REQUIRED WORK:
1. From the essay on The Birds, list every performer named in its opening sentence as wearing a look that Edith Head designed.
2. Copy from the records the part that opens with the line containing "Labeling round 2. The target category is wristwatch." and closes with the line containing "[342,174,362,195]", keeping every line unchanged and including both ends.

SOURCE EXTRACT:
Edith Head, who got her initial break at Paramount by bringing in a big portfolio of sketches that belonged to her classmates, went on to design some of the most iconic looks in filmdom: Dorothy Lamour’s island girl sarong; Audrey Hepburn’s beat to glam transformation in Funny Face; Anne Baxter’s sexy Egyptian temptress in the Ten Commandments; and Tippi Hedren’s iconic green suit in The Birds, colored to match the lovebirds that give the plot its initial rom com engine.

Oh, wait, you didn’t realize that The Birds was a rom com, at least for the first half of the movie? Hitchcock was always interested in relationships, sexual tension and the push-and-pull of sexual dynamics, but I can’t think of another film of his that so closely follows the structure of a rom com. Let’s take a look at how The Birds follows the seven classic beats of the rom com, as iterated by Billy Mernit:

The Setup that establishes the protagonist before the potential romantic figure appears and establishes what the protagonist wants…and what he and/or she actually needs:

We begin in San Francisco, with an immaculately coiffed and garbed twenty something blonde striding alone the street. A little boy whistles at her, and she responds with a smile. (This bit was borrowed from a liquid diet drink commercial that starred leading lady Tippi Hedren, but it also establishes her as being NOT TOO STUCK UP and KIND TO KIDS.

Melanie enters a pet shop. She is there to pick up a bird, and when told by the sweet little old lady shopkeeper that it is late, Melanie is cooly displeased, though not cold.

Editor’s note: Evan Hunter, the writer who adapted Daphne Du Maurier’s short story, was the crime writer Ed McBain.

The Meet-Cute which acts as a catalyst for change and conflict and sets the tone for the relationship and story to come.

Melanie’s attitude changes when a ruggedly attractive man enters. Mitch recognizes Melanie from court — he is a lawyer — where she landed when a rich girl prank resulted in damage to property. Mitch decides to provoke Melanie by pretending to mistake her for a shopgirl and asking to see some lovebirds.

Melanie is established as determined, intelligent and resourceful but apparently aimless and impulsive. What she needs is a focus for all her determination and drive. Mitch is also established as intelligent and resourceful (he is a prosecutor and easily captures the escaped bird without harming it). He is also shown to be arrogant and a bit superior, a Darcy type who makes quick judgements about people. Like Darcy, he needs to be more tolerant of people in general and of women in particular.

Melanie, miffed by Mitch’s arrogant tone, decides to prank him by playing along and pretending to work at the store. After Mitch reveals that she is the butt of the joke, an incensed Melanie decides to track him down so that she can deliver the love birds. (The real purpose of this “prank” is to show Mitch that she is more complex than he believes.) In order to pull this prank off, Melanie must act like a detective, tracking down his license plate and calling in favors, further establishing her intelligence, connections, entitlement and determination. Yet when a neighbor informs her that Mitch is gone for the weekend to nearby Bodega Bay, Melanie shows she is not the kind of person who would abandon a helpless creature.

SUPPLIED INFORMATION:
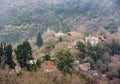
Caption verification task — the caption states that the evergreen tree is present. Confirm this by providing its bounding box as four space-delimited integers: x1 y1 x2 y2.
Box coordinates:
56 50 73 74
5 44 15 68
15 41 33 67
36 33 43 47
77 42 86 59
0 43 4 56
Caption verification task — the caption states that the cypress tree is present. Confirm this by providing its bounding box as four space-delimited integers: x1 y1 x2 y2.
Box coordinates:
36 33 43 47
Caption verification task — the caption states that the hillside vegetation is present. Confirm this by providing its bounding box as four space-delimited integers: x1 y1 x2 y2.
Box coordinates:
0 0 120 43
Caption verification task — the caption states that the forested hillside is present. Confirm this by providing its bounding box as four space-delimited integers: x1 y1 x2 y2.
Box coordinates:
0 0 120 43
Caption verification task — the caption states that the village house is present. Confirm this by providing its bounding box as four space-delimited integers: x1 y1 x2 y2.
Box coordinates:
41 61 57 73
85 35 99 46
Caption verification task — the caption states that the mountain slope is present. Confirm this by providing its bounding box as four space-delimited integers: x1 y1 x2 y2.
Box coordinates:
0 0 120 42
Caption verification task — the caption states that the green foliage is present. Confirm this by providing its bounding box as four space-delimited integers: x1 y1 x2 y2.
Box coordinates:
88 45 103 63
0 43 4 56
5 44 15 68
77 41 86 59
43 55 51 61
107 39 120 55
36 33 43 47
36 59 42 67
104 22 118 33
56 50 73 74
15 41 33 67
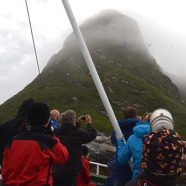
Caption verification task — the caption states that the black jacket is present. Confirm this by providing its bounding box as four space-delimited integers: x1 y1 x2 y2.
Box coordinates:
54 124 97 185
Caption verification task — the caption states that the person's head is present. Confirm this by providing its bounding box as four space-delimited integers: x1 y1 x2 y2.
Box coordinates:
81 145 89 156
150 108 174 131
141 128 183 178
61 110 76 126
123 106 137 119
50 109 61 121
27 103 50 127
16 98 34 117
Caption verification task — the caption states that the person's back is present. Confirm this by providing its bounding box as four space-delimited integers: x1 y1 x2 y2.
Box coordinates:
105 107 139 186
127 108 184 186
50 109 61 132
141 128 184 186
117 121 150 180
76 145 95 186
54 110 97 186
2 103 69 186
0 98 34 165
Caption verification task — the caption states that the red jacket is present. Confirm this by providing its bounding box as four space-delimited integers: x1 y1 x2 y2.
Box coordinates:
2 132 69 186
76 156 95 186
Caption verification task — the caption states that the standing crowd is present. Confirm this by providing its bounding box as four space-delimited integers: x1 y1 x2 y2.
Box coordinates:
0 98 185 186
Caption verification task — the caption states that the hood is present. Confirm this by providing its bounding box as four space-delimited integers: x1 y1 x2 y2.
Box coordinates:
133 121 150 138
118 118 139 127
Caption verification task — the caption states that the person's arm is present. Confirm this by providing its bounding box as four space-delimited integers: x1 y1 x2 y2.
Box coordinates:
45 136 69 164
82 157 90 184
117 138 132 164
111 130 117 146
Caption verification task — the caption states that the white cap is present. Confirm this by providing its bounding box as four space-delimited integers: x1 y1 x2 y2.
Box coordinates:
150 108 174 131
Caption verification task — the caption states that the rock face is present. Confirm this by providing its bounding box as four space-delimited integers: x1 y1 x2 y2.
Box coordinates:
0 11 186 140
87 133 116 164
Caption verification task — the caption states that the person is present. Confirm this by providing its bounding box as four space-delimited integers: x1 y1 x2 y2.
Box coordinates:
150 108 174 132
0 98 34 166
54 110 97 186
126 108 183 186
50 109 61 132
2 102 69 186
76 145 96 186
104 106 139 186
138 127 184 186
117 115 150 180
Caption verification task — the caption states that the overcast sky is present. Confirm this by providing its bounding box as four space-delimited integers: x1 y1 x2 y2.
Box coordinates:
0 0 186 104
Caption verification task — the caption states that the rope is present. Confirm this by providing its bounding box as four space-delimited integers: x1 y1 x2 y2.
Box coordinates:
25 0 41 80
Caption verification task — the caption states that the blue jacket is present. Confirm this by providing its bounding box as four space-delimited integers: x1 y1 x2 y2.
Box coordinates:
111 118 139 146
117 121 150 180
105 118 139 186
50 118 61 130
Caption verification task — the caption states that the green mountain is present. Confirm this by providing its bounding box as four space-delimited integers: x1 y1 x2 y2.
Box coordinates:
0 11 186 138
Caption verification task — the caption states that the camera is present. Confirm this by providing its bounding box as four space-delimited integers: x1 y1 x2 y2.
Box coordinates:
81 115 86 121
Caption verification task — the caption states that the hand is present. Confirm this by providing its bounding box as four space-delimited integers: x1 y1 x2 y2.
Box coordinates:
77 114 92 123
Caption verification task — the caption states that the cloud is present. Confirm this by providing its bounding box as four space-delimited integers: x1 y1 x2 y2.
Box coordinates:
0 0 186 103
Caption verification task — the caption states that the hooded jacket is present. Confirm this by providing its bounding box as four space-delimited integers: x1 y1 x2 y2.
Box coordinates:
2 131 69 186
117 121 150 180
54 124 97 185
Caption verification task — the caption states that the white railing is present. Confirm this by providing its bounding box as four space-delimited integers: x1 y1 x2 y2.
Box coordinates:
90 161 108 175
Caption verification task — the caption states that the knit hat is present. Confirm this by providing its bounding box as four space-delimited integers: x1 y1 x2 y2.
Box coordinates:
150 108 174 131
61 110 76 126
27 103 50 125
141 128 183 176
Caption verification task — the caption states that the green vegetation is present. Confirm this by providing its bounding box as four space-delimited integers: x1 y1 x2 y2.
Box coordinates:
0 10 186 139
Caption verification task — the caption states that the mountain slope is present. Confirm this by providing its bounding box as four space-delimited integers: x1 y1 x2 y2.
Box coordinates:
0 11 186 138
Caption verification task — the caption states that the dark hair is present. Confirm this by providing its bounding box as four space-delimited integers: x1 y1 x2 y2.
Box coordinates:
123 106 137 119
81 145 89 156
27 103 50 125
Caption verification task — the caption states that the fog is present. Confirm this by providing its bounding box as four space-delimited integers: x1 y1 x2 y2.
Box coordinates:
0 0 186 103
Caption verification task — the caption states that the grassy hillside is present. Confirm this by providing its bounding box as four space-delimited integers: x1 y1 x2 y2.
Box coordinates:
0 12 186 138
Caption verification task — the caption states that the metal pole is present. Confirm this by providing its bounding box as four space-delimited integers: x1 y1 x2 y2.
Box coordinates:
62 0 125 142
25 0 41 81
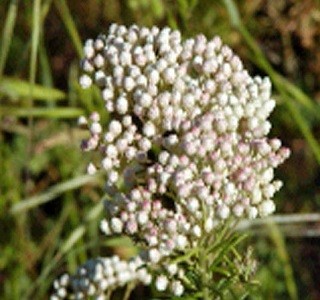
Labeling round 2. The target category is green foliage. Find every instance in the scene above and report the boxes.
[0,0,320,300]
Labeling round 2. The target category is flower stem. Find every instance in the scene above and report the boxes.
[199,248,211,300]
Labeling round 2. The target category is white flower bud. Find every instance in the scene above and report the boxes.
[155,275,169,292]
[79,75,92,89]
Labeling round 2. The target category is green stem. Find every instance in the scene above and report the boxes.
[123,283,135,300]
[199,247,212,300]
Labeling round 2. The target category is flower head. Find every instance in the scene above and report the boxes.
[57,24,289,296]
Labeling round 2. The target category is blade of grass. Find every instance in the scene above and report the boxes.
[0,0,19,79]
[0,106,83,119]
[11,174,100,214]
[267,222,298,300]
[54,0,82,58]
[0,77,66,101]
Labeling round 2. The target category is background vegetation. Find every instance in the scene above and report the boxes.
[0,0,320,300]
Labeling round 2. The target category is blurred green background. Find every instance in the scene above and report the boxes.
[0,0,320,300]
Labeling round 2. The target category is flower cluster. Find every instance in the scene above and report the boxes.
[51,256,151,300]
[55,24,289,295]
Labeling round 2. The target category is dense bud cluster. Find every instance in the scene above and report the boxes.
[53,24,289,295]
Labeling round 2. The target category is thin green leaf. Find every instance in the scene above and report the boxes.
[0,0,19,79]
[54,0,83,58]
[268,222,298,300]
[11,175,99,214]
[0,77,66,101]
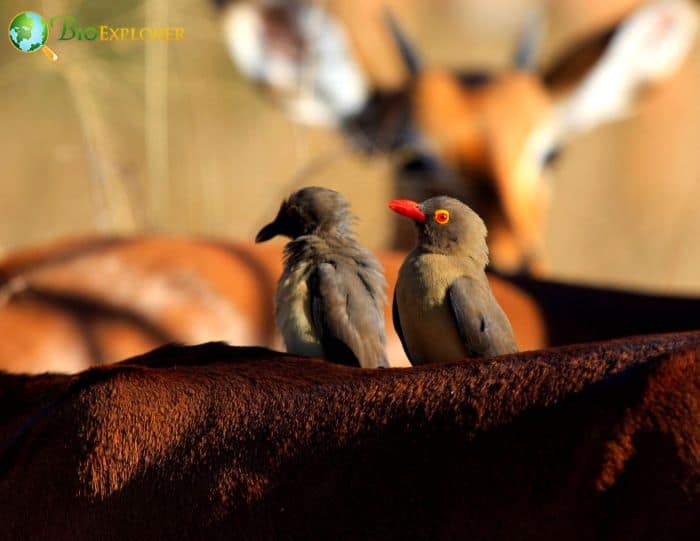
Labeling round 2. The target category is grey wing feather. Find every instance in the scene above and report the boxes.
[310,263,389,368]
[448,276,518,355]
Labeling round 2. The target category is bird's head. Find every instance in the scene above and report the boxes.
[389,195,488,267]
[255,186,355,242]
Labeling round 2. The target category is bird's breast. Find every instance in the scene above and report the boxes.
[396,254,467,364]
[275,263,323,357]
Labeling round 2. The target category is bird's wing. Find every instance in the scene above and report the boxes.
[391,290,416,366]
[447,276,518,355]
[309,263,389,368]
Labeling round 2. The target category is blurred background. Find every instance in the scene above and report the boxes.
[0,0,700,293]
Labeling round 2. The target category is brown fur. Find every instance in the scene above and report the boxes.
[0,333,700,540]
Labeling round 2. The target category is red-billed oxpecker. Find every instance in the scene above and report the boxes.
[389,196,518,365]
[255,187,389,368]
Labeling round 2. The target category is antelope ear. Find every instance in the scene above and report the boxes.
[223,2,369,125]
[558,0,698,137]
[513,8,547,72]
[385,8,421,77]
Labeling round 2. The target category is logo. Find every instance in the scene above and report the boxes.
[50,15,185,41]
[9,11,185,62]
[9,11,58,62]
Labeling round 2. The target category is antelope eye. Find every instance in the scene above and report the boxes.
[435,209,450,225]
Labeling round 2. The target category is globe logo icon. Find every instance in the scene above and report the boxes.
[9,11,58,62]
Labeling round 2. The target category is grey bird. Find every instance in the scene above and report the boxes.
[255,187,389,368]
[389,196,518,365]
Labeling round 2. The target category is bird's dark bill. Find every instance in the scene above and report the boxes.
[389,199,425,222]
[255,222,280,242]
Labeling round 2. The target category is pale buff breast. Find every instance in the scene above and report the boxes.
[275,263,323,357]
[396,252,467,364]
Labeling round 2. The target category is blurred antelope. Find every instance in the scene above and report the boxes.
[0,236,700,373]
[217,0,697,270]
---
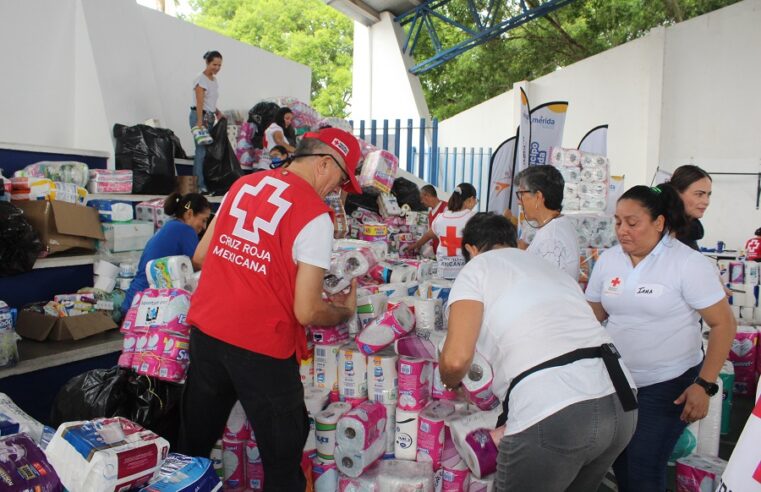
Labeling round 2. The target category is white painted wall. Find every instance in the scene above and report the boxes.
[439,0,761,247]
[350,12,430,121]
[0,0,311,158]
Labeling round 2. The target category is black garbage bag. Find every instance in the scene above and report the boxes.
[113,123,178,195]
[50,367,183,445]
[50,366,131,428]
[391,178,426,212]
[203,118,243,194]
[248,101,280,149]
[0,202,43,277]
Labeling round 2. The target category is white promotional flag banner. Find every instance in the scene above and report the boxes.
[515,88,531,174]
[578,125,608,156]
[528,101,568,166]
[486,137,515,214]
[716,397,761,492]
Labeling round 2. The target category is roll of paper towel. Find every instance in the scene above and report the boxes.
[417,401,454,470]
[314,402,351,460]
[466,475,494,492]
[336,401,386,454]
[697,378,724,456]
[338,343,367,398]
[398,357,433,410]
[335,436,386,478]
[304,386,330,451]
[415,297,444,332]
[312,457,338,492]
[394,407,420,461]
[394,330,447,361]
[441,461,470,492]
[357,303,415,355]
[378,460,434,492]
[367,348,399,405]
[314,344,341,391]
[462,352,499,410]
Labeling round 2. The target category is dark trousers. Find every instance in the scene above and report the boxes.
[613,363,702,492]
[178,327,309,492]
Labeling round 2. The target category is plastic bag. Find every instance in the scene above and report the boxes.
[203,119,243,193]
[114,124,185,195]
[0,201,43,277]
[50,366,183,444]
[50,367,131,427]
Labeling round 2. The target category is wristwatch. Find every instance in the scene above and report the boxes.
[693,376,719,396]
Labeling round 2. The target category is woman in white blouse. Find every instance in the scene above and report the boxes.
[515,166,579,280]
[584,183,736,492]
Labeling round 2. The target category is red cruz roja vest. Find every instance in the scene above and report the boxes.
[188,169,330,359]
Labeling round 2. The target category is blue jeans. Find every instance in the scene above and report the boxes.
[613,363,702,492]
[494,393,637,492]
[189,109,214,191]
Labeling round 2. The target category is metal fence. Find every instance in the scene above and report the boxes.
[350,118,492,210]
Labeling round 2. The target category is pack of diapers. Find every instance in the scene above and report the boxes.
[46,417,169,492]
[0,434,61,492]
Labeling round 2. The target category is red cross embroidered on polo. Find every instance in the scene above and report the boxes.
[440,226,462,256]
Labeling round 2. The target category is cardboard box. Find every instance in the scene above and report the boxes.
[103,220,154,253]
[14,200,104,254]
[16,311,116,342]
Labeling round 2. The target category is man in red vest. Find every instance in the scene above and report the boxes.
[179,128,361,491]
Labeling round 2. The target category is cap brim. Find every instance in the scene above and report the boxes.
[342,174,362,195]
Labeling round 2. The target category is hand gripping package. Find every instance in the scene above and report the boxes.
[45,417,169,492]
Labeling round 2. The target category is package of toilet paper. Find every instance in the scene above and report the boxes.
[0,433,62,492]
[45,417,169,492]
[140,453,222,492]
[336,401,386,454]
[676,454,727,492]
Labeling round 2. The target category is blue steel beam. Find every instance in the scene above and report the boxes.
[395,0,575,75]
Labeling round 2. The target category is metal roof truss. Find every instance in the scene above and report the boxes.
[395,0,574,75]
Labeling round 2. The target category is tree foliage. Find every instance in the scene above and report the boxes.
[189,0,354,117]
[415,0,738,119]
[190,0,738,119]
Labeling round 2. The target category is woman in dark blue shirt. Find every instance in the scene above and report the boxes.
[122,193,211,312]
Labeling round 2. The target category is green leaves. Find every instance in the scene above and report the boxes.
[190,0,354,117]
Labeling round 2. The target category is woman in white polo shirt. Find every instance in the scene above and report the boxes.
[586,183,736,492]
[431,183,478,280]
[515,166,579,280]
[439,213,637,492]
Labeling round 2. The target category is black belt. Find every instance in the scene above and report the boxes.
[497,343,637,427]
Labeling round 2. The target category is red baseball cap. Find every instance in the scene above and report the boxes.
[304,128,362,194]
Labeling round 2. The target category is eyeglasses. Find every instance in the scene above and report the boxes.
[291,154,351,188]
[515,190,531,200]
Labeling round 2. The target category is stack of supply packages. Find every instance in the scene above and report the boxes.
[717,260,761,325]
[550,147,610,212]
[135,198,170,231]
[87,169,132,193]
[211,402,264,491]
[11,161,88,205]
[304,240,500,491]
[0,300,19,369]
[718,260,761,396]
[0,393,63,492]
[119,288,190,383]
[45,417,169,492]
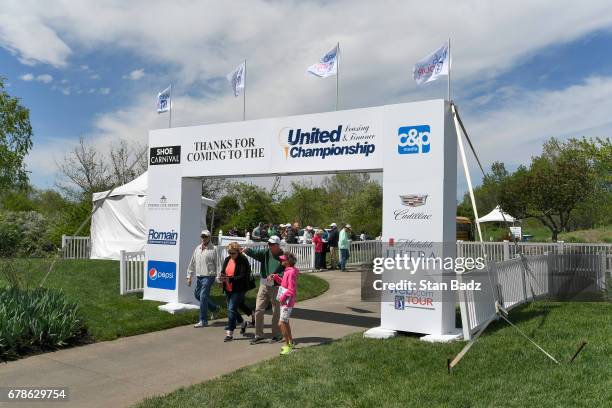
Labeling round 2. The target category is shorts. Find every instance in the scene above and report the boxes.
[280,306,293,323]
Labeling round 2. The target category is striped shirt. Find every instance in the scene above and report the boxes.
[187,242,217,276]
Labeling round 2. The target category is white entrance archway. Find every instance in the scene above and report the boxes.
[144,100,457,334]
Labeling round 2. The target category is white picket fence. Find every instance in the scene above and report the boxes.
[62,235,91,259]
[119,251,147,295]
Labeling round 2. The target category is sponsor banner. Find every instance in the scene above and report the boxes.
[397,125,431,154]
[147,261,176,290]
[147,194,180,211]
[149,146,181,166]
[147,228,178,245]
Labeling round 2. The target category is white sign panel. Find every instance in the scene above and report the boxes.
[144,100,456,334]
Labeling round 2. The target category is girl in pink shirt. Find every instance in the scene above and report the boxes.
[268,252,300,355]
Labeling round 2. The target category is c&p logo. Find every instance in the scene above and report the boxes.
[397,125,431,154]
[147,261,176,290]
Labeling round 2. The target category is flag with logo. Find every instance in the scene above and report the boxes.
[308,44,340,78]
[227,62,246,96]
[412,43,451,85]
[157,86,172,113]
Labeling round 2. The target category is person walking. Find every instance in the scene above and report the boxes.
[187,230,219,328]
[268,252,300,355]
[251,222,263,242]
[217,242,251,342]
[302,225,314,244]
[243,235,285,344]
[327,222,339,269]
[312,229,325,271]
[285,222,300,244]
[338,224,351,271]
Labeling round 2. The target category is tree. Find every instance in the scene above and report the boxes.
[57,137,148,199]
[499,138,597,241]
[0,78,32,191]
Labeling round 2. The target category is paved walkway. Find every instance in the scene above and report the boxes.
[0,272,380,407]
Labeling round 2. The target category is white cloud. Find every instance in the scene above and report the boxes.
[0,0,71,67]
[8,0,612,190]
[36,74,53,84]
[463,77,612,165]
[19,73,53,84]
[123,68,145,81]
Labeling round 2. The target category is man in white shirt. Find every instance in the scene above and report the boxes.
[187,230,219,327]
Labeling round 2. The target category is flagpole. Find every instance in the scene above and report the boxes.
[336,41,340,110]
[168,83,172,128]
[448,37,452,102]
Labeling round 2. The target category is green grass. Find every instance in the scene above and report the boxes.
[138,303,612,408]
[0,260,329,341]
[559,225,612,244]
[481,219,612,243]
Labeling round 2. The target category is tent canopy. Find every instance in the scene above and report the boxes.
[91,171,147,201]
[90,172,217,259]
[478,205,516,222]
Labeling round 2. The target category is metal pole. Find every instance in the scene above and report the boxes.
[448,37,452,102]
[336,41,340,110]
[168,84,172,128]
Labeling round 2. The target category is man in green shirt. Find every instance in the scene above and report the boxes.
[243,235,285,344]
--
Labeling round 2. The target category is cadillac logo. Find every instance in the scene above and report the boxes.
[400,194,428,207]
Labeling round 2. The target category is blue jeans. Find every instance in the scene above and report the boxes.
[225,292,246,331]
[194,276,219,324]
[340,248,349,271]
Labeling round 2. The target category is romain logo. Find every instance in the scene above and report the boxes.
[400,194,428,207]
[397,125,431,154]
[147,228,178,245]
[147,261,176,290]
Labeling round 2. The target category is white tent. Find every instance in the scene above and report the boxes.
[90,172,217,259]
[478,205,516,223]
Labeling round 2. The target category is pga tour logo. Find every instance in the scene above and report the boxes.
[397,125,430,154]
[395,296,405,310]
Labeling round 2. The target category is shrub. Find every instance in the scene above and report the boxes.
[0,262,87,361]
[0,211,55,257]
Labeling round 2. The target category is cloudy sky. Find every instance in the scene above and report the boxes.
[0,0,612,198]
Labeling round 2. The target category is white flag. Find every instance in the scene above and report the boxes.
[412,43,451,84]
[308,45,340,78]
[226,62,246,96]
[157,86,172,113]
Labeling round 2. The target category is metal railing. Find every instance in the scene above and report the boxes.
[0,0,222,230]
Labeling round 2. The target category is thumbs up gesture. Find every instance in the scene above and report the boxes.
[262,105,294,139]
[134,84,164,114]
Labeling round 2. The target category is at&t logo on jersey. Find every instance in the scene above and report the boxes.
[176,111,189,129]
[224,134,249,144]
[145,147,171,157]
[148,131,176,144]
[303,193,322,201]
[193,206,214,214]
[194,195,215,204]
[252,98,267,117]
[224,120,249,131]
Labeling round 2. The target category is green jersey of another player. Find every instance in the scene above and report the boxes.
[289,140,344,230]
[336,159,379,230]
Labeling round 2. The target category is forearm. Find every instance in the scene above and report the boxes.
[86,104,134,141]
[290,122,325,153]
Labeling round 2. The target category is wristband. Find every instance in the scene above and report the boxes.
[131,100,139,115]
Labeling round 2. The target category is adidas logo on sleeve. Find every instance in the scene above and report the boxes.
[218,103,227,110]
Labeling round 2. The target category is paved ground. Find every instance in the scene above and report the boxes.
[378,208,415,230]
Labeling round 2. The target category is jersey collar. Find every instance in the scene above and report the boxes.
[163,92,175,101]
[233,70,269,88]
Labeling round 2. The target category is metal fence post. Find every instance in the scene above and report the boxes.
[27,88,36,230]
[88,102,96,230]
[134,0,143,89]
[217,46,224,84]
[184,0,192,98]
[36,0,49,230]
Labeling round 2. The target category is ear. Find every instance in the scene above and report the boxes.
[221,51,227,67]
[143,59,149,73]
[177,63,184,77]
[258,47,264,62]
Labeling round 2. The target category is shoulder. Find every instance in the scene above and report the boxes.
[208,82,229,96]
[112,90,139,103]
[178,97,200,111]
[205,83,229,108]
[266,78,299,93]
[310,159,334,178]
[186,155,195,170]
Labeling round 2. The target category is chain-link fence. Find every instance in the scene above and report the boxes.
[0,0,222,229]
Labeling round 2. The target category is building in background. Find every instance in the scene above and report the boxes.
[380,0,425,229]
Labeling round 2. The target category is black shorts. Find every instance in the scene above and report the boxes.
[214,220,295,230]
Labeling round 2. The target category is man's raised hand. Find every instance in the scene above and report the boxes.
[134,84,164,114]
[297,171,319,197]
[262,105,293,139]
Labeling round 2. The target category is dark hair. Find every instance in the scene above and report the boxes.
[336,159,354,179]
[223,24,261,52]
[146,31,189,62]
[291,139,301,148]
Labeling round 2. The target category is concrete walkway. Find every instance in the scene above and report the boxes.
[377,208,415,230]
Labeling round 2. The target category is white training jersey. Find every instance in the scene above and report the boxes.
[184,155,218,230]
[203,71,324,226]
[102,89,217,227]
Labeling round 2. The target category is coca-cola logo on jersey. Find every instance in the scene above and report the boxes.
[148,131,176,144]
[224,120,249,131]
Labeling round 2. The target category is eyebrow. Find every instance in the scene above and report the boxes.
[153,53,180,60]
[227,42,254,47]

OUTPUTS BY TASK:
1. Dorothy Lamour, Audrey Hepburn, Anne Baxter, Tippi Hedren

2.
Labeling round 2. The target category is wristwatch. Find every instance in the scene above and report the boxes.
[693,376,719,396]
Labeling round 2. The target category is woman in white blouse. Find every instance in the scene above and report the boxes.
[515,166,579,280]
[584,183,736,492]
Labeling round 2. The target category is red cruz roja vest. Find every instance in the scene above and report the boxes.
[188,169,330,359]
Labeling round 2. The target category is blue jeans. Find every instance in the scene above and report the boxes.
[613,363,702,492]
[494,393,637,492]
[189,109,214,191]
Labeling round 2. The target category is metal fence. Find every instance in the scene above and report the boxes.
[350,118,492,210]
Labeling round 2. The target category is pack of diapers. Find every instance in the scene above and report the boxes.
[46,417,169,492]
[0,434,61,492]
Labeling round 2. The target category is red cross embroidered on polo. Find every instance in the scene above and report the boxes.
[440,226,462,256]
Labeling round 2. The target category is cardboard box. Find every instance in the scene above and report the boxes.
[103,220,154,253]
[14,200,104,254]
[16,311,116,342]
Labeling round 2. The target category is man in red vest. Find every instance in the scene above and report the boxes.
[179,128,361,491]
Labeling round 2. The target category is cap brim. Find every instance in the scene above and report the boxes.
[342,174,362,195]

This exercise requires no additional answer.